▸ **Set task 1**
In the biography of Louis, Dauphin of Guyenne, on what date were Louis and Margaret married?
▸ **Set task 2**
Extend the biography of Louis, Dauphin of Guyenne, by writing what follows its final sentence.

▸ **Source excerpt**
══════════════════════════════

Louis (22 January 1397 – 18 December 1415) was the eighth of twelve children of King Charles VI of France and Isabeau of Bavaria. He was their third son and the second to hold the titles Dauphin of Viennois and Duke of Guyenne, inheriting them in 1401, at the death of his older brother, Charles (1392–1401).

Louis was born between the eighth and ninth hours of the evening in the royal Hôtel Saint-Pol in Paris. He was baptised the next day in the parish church of Saint-Paul, with eight prelates attending, including the abbot of Saint-Denis. Present also was a large assembly of noblemen and ladies. The infant was carried to the font by Duke Louis of Orléans, Pierre le Bègue de Villaines and Countess Joan of Ligny. They gave him the name Louis and the archbishop of Vienne performed the baptism.

In his mother's household
The first years of Louis's life were spent in the care of his mother. Only after the death of his elder brother Charles on 13 January 1401 did he take on a political importance by inheriting the Dauphiné. On 14 January, King Charles formally invested Louis with the Duchy of Guyenne, which was also raised into a peerage (pairie). On 28 February 1402, Charles juridically emancipated his son and Louis did homage for Guyenne. Nonetheless, the young dauphin did not have his own household or treasury, but the monies collected by the treasurer-general of the Dauphiné were deposited with his mother. The revenues of Guyenne were overseen by John, Duke of Berry, as lieutenant-general of Languedoc.

On 26 April 1403, Charles decreed that if Louis inherited the throne while still a minor, he would not be under the traditional regency, but the queen mother, the duke of Orléans and the dukes of Bourbon, Burgundy and Berry would guide him. On 28 April, the king agreed to the marriage of Louis and Margaret, daughter of John, Count of Nevers, and granddaughter of the duke of Burgundy, who had previously been betrothed to the Dauphin Charles in 1395. On 4 July, another royal ordinance confirmed the revenues of Guyenne to the duke of Berry for the rest of his life, to revert to Louis on the duke's death. On 30 January 1404, the king ordered the establishment of a household (hôtel) and treasury separate from Isabeau's for the seven-year-old Louis.

Having his own household
Although Louis's marriage contract had been signed before a great council of the realm on 5 May 1403, the Duke of Orléans, who had hoped his daughter would marry the dauphin, absented himself. The marriage of Louis's sister Michelle to Margaret's brother Philip, Count of Charolais, was also finalised at this council. Since Louis and Margaret were related to within the prohibited degree, a papal dispensation had to be obtained. As a consequence, the couple was not married until 30 August 1404 in the cathedral of Notre-Dame de Paris.

══════════════════════════════

▸ **Record excerpts**
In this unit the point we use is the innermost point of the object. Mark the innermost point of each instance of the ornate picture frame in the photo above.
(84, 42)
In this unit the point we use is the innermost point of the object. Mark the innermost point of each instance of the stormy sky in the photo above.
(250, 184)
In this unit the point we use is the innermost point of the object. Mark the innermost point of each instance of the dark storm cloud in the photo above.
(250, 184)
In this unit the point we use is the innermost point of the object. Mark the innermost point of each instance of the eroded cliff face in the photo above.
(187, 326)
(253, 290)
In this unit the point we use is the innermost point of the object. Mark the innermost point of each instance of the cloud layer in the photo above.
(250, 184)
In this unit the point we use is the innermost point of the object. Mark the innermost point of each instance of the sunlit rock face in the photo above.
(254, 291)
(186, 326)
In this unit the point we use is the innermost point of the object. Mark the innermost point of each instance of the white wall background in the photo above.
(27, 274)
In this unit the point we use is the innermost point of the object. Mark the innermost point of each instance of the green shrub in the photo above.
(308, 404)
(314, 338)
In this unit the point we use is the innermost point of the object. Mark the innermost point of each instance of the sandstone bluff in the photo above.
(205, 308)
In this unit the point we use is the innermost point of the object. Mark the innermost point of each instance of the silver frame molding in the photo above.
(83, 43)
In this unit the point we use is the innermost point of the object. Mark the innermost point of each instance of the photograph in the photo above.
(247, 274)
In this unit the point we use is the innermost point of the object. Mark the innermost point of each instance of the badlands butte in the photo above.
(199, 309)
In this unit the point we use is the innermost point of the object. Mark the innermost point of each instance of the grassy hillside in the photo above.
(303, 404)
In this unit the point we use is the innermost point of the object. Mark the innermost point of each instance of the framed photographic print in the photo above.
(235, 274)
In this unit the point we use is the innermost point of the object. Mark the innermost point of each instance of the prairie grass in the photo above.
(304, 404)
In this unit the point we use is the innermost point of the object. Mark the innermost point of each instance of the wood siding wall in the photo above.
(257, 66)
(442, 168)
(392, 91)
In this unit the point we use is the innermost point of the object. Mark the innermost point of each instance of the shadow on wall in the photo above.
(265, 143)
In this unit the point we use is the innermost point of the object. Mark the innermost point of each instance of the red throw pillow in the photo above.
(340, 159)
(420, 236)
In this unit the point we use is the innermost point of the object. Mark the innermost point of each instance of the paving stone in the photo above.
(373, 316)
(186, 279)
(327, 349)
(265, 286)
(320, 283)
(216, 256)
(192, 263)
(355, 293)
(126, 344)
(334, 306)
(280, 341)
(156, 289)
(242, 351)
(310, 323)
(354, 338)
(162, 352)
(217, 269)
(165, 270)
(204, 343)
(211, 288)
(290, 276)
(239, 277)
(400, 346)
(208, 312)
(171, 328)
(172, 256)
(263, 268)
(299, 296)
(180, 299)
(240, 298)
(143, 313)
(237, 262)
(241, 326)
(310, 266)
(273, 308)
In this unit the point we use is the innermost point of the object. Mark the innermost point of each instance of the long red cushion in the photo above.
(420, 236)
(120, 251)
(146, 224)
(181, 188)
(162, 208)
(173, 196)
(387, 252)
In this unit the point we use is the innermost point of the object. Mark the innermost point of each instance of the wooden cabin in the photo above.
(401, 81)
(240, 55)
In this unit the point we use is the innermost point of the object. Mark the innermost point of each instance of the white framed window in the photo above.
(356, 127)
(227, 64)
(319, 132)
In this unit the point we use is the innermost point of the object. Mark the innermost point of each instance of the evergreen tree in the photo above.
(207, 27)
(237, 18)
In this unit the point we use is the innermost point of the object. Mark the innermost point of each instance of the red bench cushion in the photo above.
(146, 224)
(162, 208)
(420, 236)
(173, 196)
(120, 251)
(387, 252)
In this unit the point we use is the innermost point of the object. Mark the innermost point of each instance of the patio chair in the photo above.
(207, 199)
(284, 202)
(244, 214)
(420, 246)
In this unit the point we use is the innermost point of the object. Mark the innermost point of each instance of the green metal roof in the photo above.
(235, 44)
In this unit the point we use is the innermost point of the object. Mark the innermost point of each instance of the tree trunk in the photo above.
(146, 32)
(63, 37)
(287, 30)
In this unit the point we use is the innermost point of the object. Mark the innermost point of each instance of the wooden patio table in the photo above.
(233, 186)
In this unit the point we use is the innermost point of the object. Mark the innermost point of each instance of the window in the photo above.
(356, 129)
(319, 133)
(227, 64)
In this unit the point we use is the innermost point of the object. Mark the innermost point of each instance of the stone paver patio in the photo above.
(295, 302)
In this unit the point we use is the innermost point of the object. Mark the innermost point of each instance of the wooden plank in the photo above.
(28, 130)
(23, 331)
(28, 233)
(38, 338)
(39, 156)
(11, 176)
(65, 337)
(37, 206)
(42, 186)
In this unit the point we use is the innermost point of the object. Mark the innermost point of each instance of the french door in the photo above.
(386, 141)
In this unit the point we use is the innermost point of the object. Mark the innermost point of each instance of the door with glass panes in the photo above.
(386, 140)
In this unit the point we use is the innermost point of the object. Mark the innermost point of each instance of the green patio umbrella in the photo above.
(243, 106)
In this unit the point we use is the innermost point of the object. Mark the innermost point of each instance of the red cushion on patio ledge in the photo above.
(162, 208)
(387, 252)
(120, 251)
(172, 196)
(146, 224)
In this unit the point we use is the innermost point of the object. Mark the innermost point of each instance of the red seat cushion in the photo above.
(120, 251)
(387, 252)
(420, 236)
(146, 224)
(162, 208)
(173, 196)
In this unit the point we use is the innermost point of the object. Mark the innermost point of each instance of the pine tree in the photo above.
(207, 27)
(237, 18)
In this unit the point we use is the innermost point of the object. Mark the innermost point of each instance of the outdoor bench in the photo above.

══════════════════════════════

▸ **Output 1**
30 August 1404

▸ **Output 2**
As Charles VI descended into madness, influence over and control of Louis became of increasing importance to the parties which sought to control royal policy. In 1404, Louis's father-in-law succeeded as duke of Burgundy. In 1405, the duke of Orléans, in cooperation with the queen, perpetrated the "first kidnapping of the Dauphin" in order to separate Louis from the influence of his father-in-law. As the duke of Burgundy approached Paris on a royal summons, the duke of Orléans and the queen left the city and sent for Louis to accompany them. The dauphin was ill, but was brought by boat and then by litter to Juvisy, where he was intercepted by the lord of Saint-Georges, a vassal of his father-in-law. The duke of Burgundy and the count of Charolais then met him and escorted him back to Paris in his litter. There the young duke was put up in the Louvre, because it was easier to defend than the Hôtel Saint-Pol.

In 1409, Jean de Nielles, already chancellor to the queen and a knight known for his loyalty to the Burgundian duke, was made Louis's chancellor also. The duke of Burgundy also appointed Pierre de Fontenay, Louis's maître d'hôtel, while the duke of Orléans chose his chamberlains, alternating between the lords of Blaru and Offemont. The influence of the dukes is apparent even in Louis's buying habits: he frequented the merchants who were the suppliers of Burgundy and Orléans.

War and death
During civil war between the Armagnacs and the Burgundians, Louis was credited with intervening to bring about peace at Chartres in 1409, at Auxerre in 1410 and again in 1412. The peace of Auxerre was mocked by contemporaries as a paix fourrée, a peace made in bad faith. Between the assassination of the duke of Orléans in 1407 and the revolt of the Cabochiens in 1413, the duke of Burgundy dominated the court of the duke of Guyenne. During the revolt of 1413, he replaced his son-in-law's treasurer, François de Nerly, with a man of his own loyalty, Jean de Noident, but he then had to flee Paris. In December 1413, Louis himself pleaded to be rescued from the city, since he did not trust the triumphant Armagnacs.

Louis was not present at the Battle of Agincourt (October 1415), remaining with his father Charles VI at Rouen. He died 18 December 1415, possibly of dysentery, as recorded by the monk chronicler Michel Pintoin of the Basilica of St Denis. He was buried at Notre-Dame de Paris; his coffin was exhumed in 1899 and his body was found to have disintegrated.

In literature and film
Louis was probably the original recipient of the Chateauroux Breviary. It was also for him that Christine de Pizan wrote her Livre du corps de policie (1406–07) and Livre de paix (1412–13) as instructions for a young ruler.

Louis appears as the Dauphin in William Shakespeare's Henry V. He has been represented in film by Max Adrian in 1944, Keith Drinkel in 1979, Michael Maloney in 1989, Edward Akrout in 2012 and most recently Robert Pattinson in The King (2019).

Notes

Sources

Autrand, Françoise. Charles VI le roi fou. Fayard, 1986.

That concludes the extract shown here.